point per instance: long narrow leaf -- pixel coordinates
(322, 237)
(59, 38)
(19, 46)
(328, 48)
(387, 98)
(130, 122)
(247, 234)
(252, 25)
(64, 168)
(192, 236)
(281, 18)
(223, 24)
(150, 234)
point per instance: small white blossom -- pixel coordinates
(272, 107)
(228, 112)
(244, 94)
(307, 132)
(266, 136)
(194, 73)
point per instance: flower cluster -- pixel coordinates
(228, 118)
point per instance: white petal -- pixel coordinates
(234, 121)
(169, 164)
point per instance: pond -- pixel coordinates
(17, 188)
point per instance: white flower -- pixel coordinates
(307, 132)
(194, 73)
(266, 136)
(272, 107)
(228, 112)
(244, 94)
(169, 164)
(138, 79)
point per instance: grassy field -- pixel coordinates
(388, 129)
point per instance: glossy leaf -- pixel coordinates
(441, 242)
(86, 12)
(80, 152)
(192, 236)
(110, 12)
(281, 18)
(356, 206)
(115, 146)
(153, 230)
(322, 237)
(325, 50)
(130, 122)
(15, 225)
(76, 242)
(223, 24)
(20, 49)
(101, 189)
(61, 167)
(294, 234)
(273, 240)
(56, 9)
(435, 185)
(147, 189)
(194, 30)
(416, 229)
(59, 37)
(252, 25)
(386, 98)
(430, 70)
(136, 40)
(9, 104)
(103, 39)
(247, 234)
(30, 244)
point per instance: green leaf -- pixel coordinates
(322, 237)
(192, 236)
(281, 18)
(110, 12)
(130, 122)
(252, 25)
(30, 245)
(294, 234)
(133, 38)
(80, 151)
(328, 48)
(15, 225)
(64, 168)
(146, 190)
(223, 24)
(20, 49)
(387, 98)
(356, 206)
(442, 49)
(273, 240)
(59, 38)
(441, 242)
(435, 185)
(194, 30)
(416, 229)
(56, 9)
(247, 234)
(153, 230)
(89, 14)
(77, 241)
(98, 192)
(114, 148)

------

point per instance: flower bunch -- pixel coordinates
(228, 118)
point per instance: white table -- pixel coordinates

------

■ REQUIRED TASK ■
Collect every row above that contains the word "pixel".

■ WRITTEN RESPONSE ■
point per instance: long narrow leaf -- pixel coordinates
point per instance: small white blossom -- pixel coordinates
point per instance: flower cluster -- pixel coordinates
point per instance: white petal -- pixel coordinates
point per instance: pond -- pixel coordinates
point per instance: white flower -- pixel coordinates
point per instance: grassy field -- pixel coordinates
point per instance: glossy leaf -- pixel coordinates
point per instance: green leaf -- pixel coordinates
point per instance: flower bunch -- pixel coordinates
point per instance: white table -- pixel coordinates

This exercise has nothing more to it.